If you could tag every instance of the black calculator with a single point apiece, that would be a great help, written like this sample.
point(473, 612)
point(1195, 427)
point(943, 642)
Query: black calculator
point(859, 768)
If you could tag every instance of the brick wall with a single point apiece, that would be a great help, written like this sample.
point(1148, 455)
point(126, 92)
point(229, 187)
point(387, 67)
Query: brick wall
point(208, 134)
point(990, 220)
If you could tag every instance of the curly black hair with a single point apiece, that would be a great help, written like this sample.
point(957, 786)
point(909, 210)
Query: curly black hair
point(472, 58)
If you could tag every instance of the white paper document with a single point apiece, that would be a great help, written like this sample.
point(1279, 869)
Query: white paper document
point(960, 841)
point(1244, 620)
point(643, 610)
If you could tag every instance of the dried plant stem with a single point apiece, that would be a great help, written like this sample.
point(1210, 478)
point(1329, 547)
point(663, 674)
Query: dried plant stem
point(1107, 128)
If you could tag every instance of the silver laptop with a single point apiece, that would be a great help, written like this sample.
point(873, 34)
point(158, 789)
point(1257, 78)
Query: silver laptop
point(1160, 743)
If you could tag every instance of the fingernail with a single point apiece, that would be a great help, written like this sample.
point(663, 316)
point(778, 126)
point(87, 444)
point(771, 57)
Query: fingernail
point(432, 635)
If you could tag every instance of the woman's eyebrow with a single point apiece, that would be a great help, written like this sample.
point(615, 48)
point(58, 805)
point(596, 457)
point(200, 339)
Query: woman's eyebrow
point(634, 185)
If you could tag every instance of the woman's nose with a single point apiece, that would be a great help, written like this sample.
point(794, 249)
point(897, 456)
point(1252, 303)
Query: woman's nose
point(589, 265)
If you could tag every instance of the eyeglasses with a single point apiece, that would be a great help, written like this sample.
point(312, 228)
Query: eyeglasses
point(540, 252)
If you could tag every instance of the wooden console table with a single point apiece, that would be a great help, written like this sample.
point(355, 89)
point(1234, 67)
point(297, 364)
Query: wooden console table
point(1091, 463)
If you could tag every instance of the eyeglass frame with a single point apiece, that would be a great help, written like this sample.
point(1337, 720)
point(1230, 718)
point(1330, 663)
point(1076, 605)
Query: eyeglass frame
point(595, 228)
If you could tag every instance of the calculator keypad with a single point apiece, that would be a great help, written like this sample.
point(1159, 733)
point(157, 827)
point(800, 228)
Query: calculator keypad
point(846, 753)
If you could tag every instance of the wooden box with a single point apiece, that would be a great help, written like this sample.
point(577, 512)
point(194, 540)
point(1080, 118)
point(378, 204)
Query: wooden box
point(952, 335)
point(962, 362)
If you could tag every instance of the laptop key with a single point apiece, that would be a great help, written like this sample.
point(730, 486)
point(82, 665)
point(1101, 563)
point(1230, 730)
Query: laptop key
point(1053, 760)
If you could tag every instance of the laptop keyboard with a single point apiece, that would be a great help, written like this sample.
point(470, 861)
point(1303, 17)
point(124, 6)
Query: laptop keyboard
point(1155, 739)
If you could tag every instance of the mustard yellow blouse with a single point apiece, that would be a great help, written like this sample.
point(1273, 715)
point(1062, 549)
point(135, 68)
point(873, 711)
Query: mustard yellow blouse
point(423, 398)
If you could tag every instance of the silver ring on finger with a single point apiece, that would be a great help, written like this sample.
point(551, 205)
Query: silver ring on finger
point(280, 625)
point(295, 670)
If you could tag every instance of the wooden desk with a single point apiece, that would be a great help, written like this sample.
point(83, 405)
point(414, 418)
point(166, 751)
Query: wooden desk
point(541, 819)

◇ ◇ ◇ ◇ ◇ ◇ ◇

* Exercise
Rescale the entries from the line that contains "If you could tag every instance of the wooden desk" through the end of the entries, and give every line again, requests included. Multiply each coordinate in the answers by 2.25 and round to whole numbers, with halves rounding up, but leave the requests and their sample points unchanged.

* Response to the exercise
If you could tag every instance of the wooden desk with a single point apiece, that would be a great help, written like this sample.
point(83, 405)
point(414, 418)
point(166, 751)
Query: wooden desk
point(1217, 1843)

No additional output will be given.